Tasks and exercises:
A: In the passage proposing a field training program, how long would selected individuals spend with mentors each field season?
B: Pick up the passage proposing a field training program after its final sentence and carry it further.

Back in the 1970s young staff acquired this kind of knowledge and experience on the job because circumstances included:

  1. biophysical mapping, soil surveys etc. done by what was then known as the Resource Analysis Branch (RAB); many people were involved, some remain, sort of scattered throughout the public service
  2. province-wide ecosystem classification by the B.C. Forest Service; many involved, some remain, mostly (like me) still in F.S.
  3. a traditional Provincial Museum, with many knowledgeable people; not many remain, and they are going fast
  4. provincial parks and fish & wildlife programs that were still more in the exploration and inventory stages; tended to be more resource- than "client"-oriented; even the Lands Branch for a time considered resource management part of their mandate and had biologists on staff.

Anyway, times have changed. But it is not too late to forestall the end of experience. Why not set up an interagency field training program, sort of an in-service Field Academy? Selected individuals, judged to be key to PAS and the management of protected areas, would be invited to spend 2-4 weeks each field season with a few Experienced Mentors, doing fieldwork in selected ecosections throughout the province. So as to be more than a mere junket, and to help build the knowledge base for these incompletely known protected areas, the fieldwork would include collection of information (according to established protocols) and case studies of management issues. Such sessions would have to be long enough to do something substantive, but not so lengthy as to disrupt people's personal lives or their programs.

Provided material:
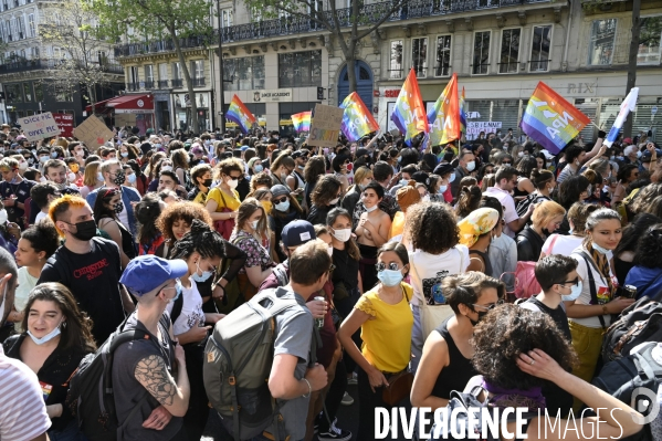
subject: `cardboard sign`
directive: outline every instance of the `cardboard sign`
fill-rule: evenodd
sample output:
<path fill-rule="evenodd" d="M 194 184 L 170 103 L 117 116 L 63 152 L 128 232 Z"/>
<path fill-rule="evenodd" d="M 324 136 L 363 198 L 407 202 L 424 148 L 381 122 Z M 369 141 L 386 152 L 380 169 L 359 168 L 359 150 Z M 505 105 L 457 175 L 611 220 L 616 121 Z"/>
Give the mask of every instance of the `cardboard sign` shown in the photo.
<path fill-rule="evenodd" d="M 60 135 L 65 137 L 74 136 L 74 116 L 72 114 L 53 114 Z"/>
<path fill-rule="evenodd" d="M 309 146 L 335 147 L 343 125 L 344 109 L 324 104 L 315 105 L 313 123 L 311 124 Z"/>
<path fill-rule="evenodd" d="M 96 151 L 105 141 L 113 138 L 113 132 L 99 118 L 92 115 L 74 128 L 74 136 L 85 143 L 88 149 Z"/>
<path fill-rule="evenodd" d="M 60 127 L 50 112 L 20 118 L 19 124 L 30 141 L 60 135 Z"/>

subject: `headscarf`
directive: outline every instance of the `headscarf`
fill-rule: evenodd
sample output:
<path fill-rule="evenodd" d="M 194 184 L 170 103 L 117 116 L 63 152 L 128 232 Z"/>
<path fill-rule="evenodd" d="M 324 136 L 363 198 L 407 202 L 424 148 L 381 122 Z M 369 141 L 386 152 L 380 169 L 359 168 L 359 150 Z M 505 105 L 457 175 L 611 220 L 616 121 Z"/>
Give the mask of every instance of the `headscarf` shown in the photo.
<path fill-rule="evenodd" d="M 494 229 L 498 222 L 498 211 L 493 208 L 480 208 L 462 219 L 460 228 L 460 243 L 469 248 L 477 242 L 479 238 Z"/>

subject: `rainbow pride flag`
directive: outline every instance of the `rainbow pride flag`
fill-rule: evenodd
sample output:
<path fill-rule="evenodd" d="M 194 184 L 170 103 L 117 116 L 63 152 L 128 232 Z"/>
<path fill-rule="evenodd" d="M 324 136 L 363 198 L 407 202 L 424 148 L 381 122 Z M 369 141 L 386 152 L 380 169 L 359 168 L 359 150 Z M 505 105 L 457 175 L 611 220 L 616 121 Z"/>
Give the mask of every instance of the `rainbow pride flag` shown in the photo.
<path fill-rule="evenodd" d="M 234 95 L 230 102 L 230 108 L 225 113 L 225 119 L 237 123 L 241 132 L 249 133 L 249 129 L 258 122 L 255 116 L 246 108 L 246 106 Z"/>
<path fill-rule="evenodd" d="M 393 106 L 391 120 L 400 133 L 404 134 L 407 145 L 410 145 L 411 138 L 421 132 L 428 133 L 428 115 L 425 115 L 425 106 L 423 106 L 413 67 L 411 67 L 404 84 L 402 84 L 400 95 L 398 95 Z"/>
<path fill-rule="evenodd" d="M 311 132 L 312 115 L 313 113 L 311 111 L 292 115 L 292 125 L 294 125 L 294 129 L 296 132 Z"/>
<path fill-rule="evenodd" d="M 519 127 L 553 155 L 577 136 L 590 119 L 574 105 L 539 82 L 528 99 Z"/>
<path fill-rule="evenodd" d="M 350 143 L 359 140 L 371 132 L 379 130 L 379 124 L 377 124 L 372 114 L 356 92 L 350 93 L 343 99 L 340 108 L 345 109 L 340 129 Z"/>
<path fill-rule="evenodd" d="M 460 132 L 466 133 L 466 98 L 464 97 L 464 86 L 462 86 L 462 95 L 460 95 Z"/>
<path fill-rule="evenodd" d="M 460 102 L 458 101 L 458 74 L 453 74 L 434 106 L 428 113 L 430 145 L 441 146 L 460 139 Z"/>

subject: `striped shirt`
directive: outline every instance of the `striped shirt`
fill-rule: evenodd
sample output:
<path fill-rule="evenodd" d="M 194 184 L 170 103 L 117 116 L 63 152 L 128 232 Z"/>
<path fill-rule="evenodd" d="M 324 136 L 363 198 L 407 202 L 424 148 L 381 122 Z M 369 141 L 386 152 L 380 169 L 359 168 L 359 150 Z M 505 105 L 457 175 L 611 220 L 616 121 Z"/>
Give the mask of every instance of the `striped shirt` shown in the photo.
<path fill-rule="evenodd" d="M 0 345 L 0 441 L 25 441 L 51 427 L 36 375 Z"/>

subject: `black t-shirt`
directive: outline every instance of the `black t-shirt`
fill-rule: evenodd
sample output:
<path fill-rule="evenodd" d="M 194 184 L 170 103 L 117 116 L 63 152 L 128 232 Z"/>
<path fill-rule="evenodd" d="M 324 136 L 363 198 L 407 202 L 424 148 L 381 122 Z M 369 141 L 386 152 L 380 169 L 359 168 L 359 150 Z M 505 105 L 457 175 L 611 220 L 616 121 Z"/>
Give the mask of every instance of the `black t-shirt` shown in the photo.
<path fill-rule="evenodd" d="M 69 287 L 78 307 L 92 318 L 92 334 L 101 345 L 124 321 L 122 264 L 115 242 L 94 238 L 91 243 L 92 251 L 85 254 L 60 246 L 44 265 L 38 284 L 60 282 Z"/>

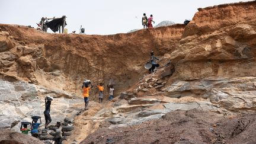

Results:
A: Two to four weeks each field season.

B:
If you think this is an idea worth pursuing, please circulate this note as you see fit. I would be prepared to devote some time to it.


Buckingham, N.M., E.G. Schreiner, T.N. Kaye, J.E. Burger, & E.L. Tisch. 1996.
Flora of the Olympic Peninsula. Washington Native Plant Society & Northwest Interpretive Association, Port Angeles. 199 p. ISBN 0-914019-38-4 [soft cover] Cost US$7.95.

Available from:
Northwest Interpretive Association
3002 Mount Angeles Road
Port Angeles, WA 98362
Phone: (360) 452-4501 ext. 239

This is the second edition of a popular vascular species list of the Olympic Peninsula. New data on species distributions were included and the nomenclature has been updated respecting changes that have occurred since the publication of the Vascular plants of the Pacific Northwest by Hitchcock et al. The chapter on origins of the Olympic Flora (the Olympocentric View), and annotated notes for numerous taxa contain a wealth of information for anyone interested in phytogeography and plant taxonomy of the Pacific Northwest.


Brayshaw, T.C. 1996.
Plant collecting for the amateur. Royal British Columbia Museum, Victoria. 44 p. ISBN 0-7718-9439-2 [soft cover] Price CND 8.95.

In this third edition of Chris Brayshaw's popular manual (first published in 1973) Chris updated the text and added a new chapter on insect pests in herbaria and their control. The book also lists the main herbarium resources in British Columbia and Canada and gives number of references useful for identification of vascular plants, bryophytes and lichens.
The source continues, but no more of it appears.